## SELECTED EXCERPT
=== Section Start ===

Everyone knows that some fish have scales. But why? What purpose do the scales serve for the fish? Most scientists believe the primary purpose of scales is to give the fish external protection.
Scales come in several types and many sizes. The most common type of scales are named elasmoid, and they occur on bony fishes, i.e. those with internal skeletons of bone. These scales are like thin slivers of calcified material with a fibrous base of collagen that is anchored in the fish’s dermis. There are two types of elasmoid scales, cycloid and ctenoid. These names refer to the shape of the scales. In cycloid scales the outer edge is rounded, and in ctenoid scales it has a row of fine teeth. A fish can have all one type of scale or it can have both. The scales may not cover all of the fish’s body.
Most elasmoid scales are overlapping, with the back edge of one scale covering the front edge of the next, and so forth. Elasmoid scales grow as the fish grows. As the scales grow in size they develop growth rings something like a tree has, and scientists can evaluate the age of the fish by studying the growth rings.

=== Section End ===

Collection entries:
=== Section Start ===

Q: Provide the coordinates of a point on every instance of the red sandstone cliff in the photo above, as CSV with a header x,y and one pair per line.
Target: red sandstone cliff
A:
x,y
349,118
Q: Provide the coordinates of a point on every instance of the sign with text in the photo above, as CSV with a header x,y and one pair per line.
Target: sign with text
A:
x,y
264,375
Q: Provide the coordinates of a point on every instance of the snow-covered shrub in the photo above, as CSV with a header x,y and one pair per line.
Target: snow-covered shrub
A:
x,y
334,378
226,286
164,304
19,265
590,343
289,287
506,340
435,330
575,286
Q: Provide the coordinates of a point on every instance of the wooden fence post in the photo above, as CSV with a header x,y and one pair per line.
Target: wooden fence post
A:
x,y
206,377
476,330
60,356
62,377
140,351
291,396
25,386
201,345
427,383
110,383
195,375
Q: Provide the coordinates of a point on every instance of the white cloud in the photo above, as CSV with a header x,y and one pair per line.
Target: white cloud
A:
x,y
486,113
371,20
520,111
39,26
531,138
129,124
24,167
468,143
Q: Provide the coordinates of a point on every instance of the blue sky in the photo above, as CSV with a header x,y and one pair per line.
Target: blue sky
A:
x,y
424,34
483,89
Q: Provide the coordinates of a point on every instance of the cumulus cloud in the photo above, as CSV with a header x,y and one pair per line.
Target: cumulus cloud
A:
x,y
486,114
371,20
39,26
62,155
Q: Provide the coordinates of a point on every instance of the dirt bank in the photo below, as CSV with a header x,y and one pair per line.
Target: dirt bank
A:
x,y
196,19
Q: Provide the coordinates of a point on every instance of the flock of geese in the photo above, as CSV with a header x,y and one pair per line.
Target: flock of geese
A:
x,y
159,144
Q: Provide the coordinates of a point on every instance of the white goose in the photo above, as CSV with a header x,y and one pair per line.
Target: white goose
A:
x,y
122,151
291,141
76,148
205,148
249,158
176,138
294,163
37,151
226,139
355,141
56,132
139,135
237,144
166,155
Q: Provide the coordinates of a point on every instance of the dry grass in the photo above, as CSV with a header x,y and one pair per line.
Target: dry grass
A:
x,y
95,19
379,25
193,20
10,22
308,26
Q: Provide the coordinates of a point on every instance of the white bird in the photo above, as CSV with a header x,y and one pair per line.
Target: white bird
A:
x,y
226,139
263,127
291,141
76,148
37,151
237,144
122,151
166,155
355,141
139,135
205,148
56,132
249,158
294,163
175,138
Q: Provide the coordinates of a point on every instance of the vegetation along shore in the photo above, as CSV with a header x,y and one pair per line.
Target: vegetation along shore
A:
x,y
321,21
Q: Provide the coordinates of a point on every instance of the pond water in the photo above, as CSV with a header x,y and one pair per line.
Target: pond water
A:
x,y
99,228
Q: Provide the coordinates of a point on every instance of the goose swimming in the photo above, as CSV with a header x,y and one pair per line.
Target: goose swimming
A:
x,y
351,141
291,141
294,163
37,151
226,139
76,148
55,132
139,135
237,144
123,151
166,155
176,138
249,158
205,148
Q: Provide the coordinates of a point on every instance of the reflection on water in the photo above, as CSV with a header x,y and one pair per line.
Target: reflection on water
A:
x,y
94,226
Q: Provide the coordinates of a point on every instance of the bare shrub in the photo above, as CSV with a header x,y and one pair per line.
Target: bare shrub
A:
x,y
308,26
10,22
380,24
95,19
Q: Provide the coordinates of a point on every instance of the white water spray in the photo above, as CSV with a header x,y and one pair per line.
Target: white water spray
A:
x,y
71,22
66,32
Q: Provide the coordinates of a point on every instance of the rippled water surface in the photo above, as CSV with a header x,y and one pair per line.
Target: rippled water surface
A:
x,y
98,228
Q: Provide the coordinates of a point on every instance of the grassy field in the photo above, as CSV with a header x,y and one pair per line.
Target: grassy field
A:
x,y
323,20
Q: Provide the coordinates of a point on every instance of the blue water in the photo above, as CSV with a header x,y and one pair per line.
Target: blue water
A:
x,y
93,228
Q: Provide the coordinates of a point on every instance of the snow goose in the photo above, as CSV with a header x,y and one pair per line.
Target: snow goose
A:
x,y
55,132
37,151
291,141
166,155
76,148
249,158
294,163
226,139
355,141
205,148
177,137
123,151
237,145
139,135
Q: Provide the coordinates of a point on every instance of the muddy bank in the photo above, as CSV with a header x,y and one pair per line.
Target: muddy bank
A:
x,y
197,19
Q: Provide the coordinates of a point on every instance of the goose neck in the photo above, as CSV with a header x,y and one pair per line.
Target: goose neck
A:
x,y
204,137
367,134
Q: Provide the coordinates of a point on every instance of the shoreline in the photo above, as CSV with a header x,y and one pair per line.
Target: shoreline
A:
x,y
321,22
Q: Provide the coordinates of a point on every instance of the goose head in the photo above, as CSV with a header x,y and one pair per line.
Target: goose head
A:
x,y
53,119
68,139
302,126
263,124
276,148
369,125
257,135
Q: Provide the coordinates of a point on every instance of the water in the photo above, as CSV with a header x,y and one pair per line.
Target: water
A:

=== Section End ===

## WORK REQUIRED
From the text about fish scales, copy the part that opens with the words containing "Everyone knows that" and closes with "the fish’s body.". These entries come from a separate source, not from the text about fish scales.

## RESULT
Everyone knows that some fish have scales. But why? What purpose do the scales serve for the fish? Most scientists believe the primary purpose of scales is to give the fish external protection.
Scales come in several types and many sizes. The most common type of scales are named elasmoid, and they occur on bony fishes, i.e. those with internal skeletons of bone. These scales are like thin slivers of calcified material with a fibrous base of collagen that is anchored in the fish’s dermis. There are two types of elasmoid scales, cycloid and ctenoid. These names refer to the shape of the scales. In cycloid scales the outer edge is rounded, and in ctenoid scales it has a row of fine teeth. A fish can have all one type of scale or it can have both. The scales may not cover all of the fish’s body.